_ASSIGNMENT 1:_ How much crude steel did China produce in August, according to the steel industry article?
_ASSIGNMENT 2:_ Using the steel industry article, explain what drove the rise in China's steel output.
_ASSIGNMENT 3:_ Carry on the steel industry article, picking up after its final sentence.

_EXCERPT:_
Low-carbon processes characterize steel industry growth
China Daily
1601265273000

A worker at a steel plant in Dalian, Liaoning province. (Photo: China Daily)

Increasing steel demand from downstream industries is shoring up the healthy development of China's steel industry, and adaption to ultra-low emissions also plays an important role in the industry's high-quality development, according to industry experts and officials.

The steel industry registered a higher level of profits in June, July and August when compared with the same period last year, with sales margins all above 5 percent in the past three months. However, industry profits dropped 18.64 percent from January to August year-on-year, according to He Wenbo, executive chairman of the China Iron and Steel Association.

He made the remarks at a forum on the industry's energy efficiency and low-carbon development in Beijing, held from Friday to Saturday by the China Metallurgical Industry Planning and Research Institute.

China produced 94.85 million metric tons of crude steel in August, increasing 8.4 percent year-on-year. Crude steel output in the first eight months hit 689 million tons, increasing 3.7 percent, statistics from CISA showed.

The rise in steel output was mostly due to increased demand, thanks to China's strong economic recovery.

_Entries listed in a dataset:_

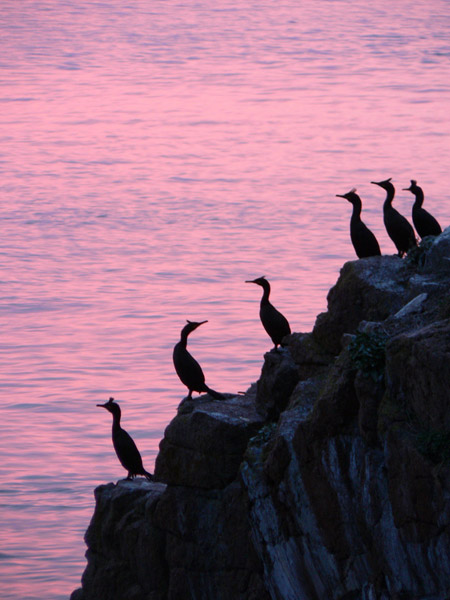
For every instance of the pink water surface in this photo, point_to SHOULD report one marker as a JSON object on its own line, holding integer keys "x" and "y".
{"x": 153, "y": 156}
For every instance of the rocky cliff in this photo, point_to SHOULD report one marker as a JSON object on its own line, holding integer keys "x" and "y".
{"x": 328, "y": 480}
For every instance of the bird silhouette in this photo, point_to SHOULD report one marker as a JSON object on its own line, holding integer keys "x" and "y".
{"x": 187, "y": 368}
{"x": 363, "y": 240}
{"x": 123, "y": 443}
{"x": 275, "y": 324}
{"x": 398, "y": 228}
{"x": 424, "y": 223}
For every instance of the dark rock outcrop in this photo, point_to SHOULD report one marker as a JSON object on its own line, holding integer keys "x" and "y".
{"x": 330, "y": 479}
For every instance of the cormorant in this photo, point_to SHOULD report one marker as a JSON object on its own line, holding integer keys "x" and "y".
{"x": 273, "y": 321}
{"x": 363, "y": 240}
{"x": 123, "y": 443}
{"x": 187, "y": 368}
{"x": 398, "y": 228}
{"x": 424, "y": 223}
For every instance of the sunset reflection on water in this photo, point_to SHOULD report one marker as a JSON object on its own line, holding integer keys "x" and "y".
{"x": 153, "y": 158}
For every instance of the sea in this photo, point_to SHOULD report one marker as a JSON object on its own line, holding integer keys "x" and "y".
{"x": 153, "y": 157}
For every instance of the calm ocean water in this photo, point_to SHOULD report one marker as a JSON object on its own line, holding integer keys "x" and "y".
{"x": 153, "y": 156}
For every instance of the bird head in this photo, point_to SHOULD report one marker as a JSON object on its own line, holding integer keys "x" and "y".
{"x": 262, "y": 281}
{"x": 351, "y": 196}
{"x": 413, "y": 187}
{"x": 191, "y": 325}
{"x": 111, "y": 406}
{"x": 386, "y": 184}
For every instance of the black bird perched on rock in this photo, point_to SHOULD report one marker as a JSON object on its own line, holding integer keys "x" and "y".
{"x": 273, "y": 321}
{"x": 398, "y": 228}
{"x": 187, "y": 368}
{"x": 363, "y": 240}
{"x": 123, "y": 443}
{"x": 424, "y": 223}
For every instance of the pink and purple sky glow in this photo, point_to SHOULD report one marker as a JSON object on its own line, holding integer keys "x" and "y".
==
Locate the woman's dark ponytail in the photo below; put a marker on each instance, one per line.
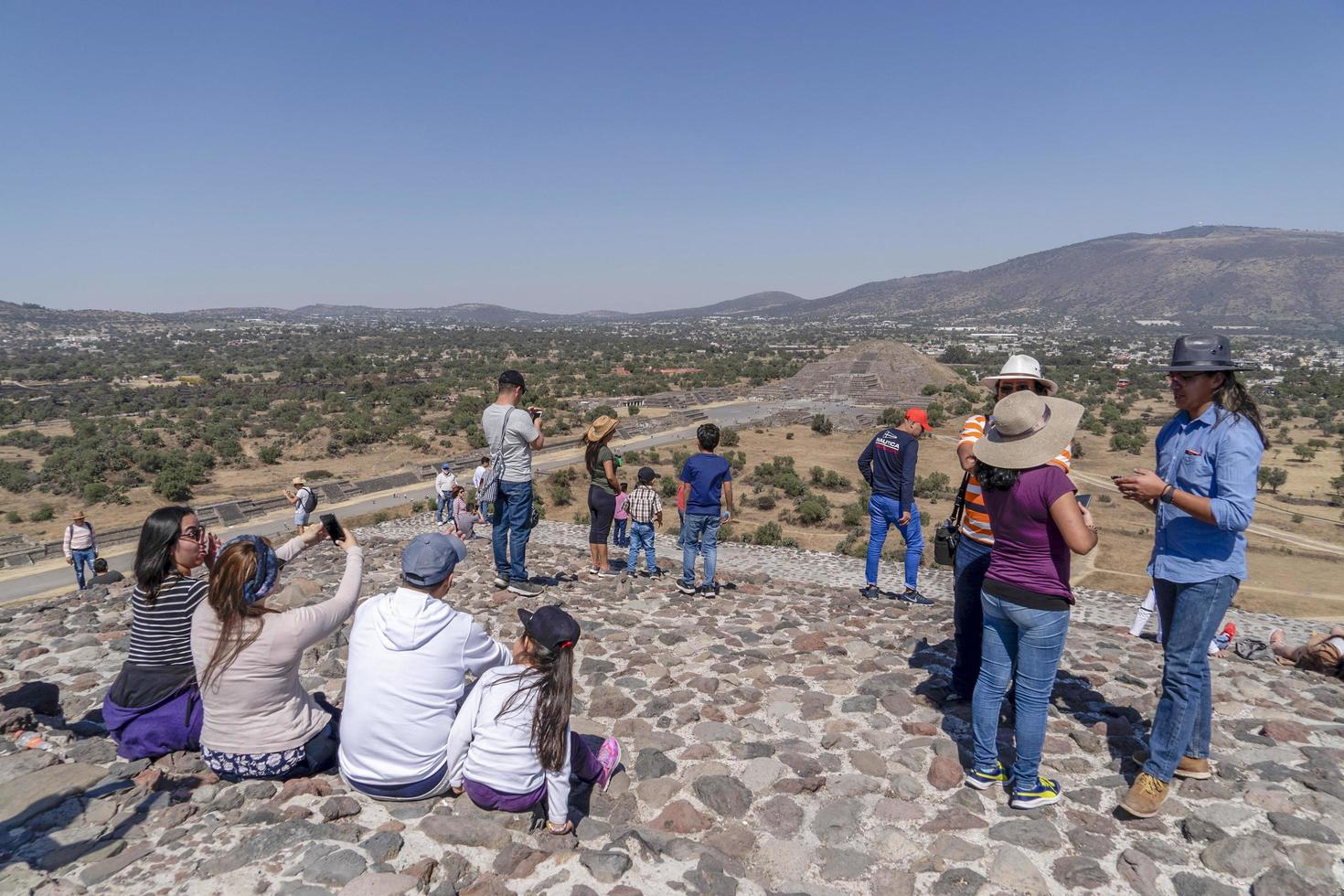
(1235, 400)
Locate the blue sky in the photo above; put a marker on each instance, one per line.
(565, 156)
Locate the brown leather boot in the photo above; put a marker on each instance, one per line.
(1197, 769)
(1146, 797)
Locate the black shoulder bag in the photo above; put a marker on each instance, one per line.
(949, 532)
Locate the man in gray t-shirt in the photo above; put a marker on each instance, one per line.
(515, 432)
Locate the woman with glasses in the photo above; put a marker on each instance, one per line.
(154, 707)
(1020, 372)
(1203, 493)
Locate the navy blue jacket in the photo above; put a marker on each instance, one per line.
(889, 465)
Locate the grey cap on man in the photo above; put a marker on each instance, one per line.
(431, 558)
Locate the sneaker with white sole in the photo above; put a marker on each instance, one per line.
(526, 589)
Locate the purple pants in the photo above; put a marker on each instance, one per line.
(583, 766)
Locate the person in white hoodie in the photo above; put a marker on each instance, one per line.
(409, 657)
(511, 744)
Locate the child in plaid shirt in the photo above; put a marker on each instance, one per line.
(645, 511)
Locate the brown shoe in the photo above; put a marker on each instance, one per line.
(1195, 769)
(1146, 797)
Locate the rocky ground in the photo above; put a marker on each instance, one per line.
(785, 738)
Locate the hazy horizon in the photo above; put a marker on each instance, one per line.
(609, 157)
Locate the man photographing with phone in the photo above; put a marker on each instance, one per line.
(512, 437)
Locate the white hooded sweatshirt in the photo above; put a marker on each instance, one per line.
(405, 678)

_EXERCISE OUTPUT 1:_ 94.85 million metric tons, an 8.4 percent increase year-on-year.

_EXERCISE OUTPUT 2:_ The rise in steel output came mostly from increased demand. That demand grew because of China's strong economic recovery.

_EXERCISE OUTPUT 3:_
Due to the huge differences in the coronavirus response and economic recovery between China and other major economies, as well as the differences in the utilization of electric furnaces and scrap steel in steel industry, China's crude steel production took up 58 percent of the world's total for the first eight months, while in 2019 the country's crude steel output accounted for 53.3 percent of the global output the whole year.

The country's production of iron accounted for 68 percent of the world's total from January to August, while iron core imports, at 760 million tons, took up 71 percent of global exports, up 11 percent on a yearly basis.

He also stressed the rise of the figures above is temporary, and is changing as the rest of the world is getting COVID-19 under control.

Liu Bingjiang, head of the Ministry of Ecology and Environment's air quality management department, said the higher than expected achievements in cutting excessive capacity, reducing process emissions and ultra-low emission transformation of the industry had offset the increased carbon emissions due to growth in crude steel output in the first eight months.